• _TASK MATERIAL_:
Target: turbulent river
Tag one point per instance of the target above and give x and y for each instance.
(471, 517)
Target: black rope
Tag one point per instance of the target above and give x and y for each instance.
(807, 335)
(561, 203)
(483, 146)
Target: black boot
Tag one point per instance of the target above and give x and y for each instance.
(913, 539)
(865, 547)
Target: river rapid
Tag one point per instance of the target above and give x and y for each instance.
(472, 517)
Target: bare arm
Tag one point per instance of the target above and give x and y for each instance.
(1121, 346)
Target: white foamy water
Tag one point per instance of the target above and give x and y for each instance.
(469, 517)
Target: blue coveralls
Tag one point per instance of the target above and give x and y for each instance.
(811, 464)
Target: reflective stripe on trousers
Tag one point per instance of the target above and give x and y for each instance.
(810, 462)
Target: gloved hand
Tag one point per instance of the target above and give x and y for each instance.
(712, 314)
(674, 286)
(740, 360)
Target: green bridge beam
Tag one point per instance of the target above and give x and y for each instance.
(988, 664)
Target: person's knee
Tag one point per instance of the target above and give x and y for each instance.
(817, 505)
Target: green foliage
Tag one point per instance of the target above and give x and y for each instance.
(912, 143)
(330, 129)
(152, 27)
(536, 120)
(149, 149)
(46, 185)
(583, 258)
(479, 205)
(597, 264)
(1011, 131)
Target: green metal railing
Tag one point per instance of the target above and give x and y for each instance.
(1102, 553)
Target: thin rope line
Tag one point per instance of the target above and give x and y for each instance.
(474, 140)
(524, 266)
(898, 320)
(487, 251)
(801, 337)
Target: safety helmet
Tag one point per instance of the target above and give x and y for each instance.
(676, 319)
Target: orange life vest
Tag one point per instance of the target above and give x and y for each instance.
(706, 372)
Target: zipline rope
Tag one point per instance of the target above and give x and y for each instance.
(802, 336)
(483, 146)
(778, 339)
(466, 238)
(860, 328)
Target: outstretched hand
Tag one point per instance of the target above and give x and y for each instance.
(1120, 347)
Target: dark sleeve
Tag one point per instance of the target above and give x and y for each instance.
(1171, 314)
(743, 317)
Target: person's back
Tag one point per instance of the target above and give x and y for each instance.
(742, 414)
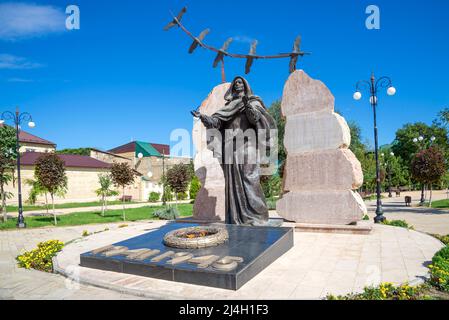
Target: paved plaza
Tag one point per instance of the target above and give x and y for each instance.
(318, 264)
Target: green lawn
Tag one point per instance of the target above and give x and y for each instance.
(65, 205)
(441, 204)
(81, 218)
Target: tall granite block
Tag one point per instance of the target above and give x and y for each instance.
(336, 169)
(321, 172)
(210, 200)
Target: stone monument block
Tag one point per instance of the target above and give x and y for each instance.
(210, 200)
(316, 131)
(321, 171)
(336, 169)
(303, 94)
(322, 207)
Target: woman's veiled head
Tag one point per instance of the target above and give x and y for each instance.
(238, 85)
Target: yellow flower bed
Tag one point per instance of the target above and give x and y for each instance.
(386, 291)
(41, 257)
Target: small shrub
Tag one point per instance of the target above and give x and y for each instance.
(385, 291)
(195, 186)
(170, 213)
(271, 203)
(154, 197)
(439, 269)
(182, 196)
(398, 223)
(41, 257)
(444, 239)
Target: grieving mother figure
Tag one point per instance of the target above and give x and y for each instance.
(243, 116)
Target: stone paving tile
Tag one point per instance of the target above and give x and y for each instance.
(303, 292)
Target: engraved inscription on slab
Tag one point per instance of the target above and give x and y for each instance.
(161, 257)
(180, 257)
(115, 251)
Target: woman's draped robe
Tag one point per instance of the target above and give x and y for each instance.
(245, 200)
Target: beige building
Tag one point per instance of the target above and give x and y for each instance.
(150, 160)
(82, 177)
(83, 171)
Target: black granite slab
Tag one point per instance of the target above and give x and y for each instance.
(258, 246)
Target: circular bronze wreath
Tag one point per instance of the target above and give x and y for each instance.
(196, 237)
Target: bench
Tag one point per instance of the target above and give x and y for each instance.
(126, 198)
(408, 201)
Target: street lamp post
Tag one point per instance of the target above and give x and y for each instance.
(373, 86)
(423, 144)
(18, 118)
(388, 168)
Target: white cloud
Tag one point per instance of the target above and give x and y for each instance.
(23, 20)
(9, 61)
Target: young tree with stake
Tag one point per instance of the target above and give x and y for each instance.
(122, 175)
(50, 173)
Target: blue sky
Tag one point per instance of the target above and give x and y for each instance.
(121, 77)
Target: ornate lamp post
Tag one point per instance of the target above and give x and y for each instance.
(423, 144)
(388, 168)
(373, 86)
(18, 118)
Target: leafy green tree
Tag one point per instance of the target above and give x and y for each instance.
(122, 175)
(50, 173)
(36, 190)
(178, 178)
(8, 157)
(428, 166)
(105, 191)
(404, 147)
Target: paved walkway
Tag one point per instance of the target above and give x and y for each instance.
(43, 211)
(318, 264)
(423, 219)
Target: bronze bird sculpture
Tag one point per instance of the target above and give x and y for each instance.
(198, 40)
(250, 58)
(294, 55)
(222, 52)
(176, 20)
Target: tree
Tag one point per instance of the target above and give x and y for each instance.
(105, 191)
(8, 157)
(178, 178)
(428, 167)
(50, 173)
(122, 175)
(36, 190)
(404, 147)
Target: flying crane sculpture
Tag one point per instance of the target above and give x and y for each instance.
(223, 51)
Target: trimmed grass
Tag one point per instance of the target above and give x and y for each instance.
(440, 204)
(93, 217)
(65, 205)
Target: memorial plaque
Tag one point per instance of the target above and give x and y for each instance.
(230, 265)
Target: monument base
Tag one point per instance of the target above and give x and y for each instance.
(362, 227)
(230, 265)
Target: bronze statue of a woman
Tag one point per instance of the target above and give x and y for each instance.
(242, 113)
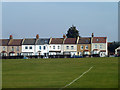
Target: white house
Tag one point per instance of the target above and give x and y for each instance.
(99, 46)
(55, 46)
(42, 47)
(117, 51)
(70, 46)
(28, 47)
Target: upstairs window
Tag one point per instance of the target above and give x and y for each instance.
(3, 48)
(40, 47)
(58, 47)
(86, 47)
(67, 47)
(17, 48)
(81, 47)
(53, 47)
(44, 47)
(72, 47)
(100, 46)
(26, 47)
(30, 47)
(12, 48)
(95, 46)
(97, 39)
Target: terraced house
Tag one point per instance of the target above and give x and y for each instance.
(4, 47)
(56, 46)
(28, 46)
(84, 46)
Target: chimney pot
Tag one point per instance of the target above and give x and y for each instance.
(64, 36)
(92, 34)
(11, 37)
(37, 36)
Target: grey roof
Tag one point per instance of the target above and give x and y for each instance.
(42, 41)
(84, 40)
(29, 41)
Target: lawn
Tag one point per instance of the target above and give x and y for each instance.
(56, 73)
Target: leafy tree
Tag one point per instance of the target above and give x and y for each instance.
(72, 32)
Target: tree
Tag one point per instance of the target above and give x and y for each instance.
(72, 32)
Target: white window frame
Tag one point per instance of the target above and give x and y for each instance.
(86, 47)
(30, 47)
(67, 47)
(53, 47)
(81, 47)
(72, 47)
(26, 47)
(95, 45)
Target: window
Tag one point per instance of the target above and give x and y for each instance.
(17, 48)
(40, 47)
(26, 47)
(58, 47)
(3, 48)
(95, 46)
(44, 47)
(18, 54)
(97, 39)
(86, 47)
(12, 48)
(72, 47)
(67, 47)
(30, 47)
(100, 46)
(81, 47)
(53, 47)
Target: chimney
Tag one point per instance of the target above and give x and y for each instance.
(92, 34)
(64, 36)
(37, 36)
(11, 37)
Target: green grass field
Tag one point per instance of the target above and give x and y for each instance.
(56, 73)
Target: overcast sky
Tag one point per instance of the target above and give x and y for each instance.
(25, 20)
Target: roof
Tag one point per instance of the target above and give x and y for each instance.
(70, 41)
(29, 41)
(15, 42)
(102, 50)
(84, 40)
(57, 41)
(42, 41)
(99, 39)
(4, 42)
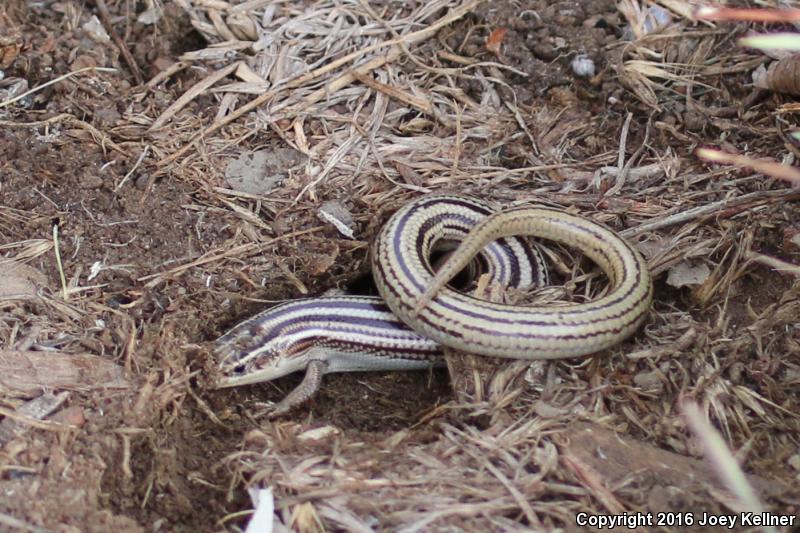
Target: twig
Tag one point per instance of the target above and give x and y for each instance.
(410, 38)
(55, 80)
(703, 210)
(123, 48)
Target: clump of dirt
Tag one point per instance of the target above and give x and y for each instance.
(159, 256)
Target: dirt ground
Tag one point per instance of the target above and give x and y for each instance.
(146, 245)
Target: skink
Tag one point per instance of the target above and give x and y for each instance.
(339, 334)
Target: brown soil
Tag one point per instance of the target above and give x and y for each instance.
(151, 456)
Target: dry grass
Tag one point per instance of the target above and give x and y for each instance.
(376, 102)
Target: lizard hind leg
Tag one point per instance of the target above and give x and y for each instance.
(303, 392)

• _DIRECTIONS FOR THIS TASK_:
Please extract exactly, and only, the lines from the line containing "Target: twig" through the last line of the records.

• _SOLUTION FOR THIS EXERCISE_:
Target: twig
Tag one point per instance of the target above and give x and y for each instance.
(410, 38)
(55, 80)
(703, 210)
(123, 48)
Target: clump of dirt
Tag one point per instance of the target above and give x and y for each instance.
(159, 256)
Target: dirt ground
Tag one point per instance of the target above and give x and y for each instance.
(146, 245)
Target: skink
Tag one point per instance of the target above and give x and y for each instance.
(339, 334)
Target: brown soil
Tag one point per instance of the target above and give x and y for each instance.
(151, 456)
Target: dry grass
Tag one point per instance of the target above and give x and y for each instance.
(376, 102)
Target: lizard hind leg
Tag one point per instance of the target above and give x and y for each instance.
(303, 392)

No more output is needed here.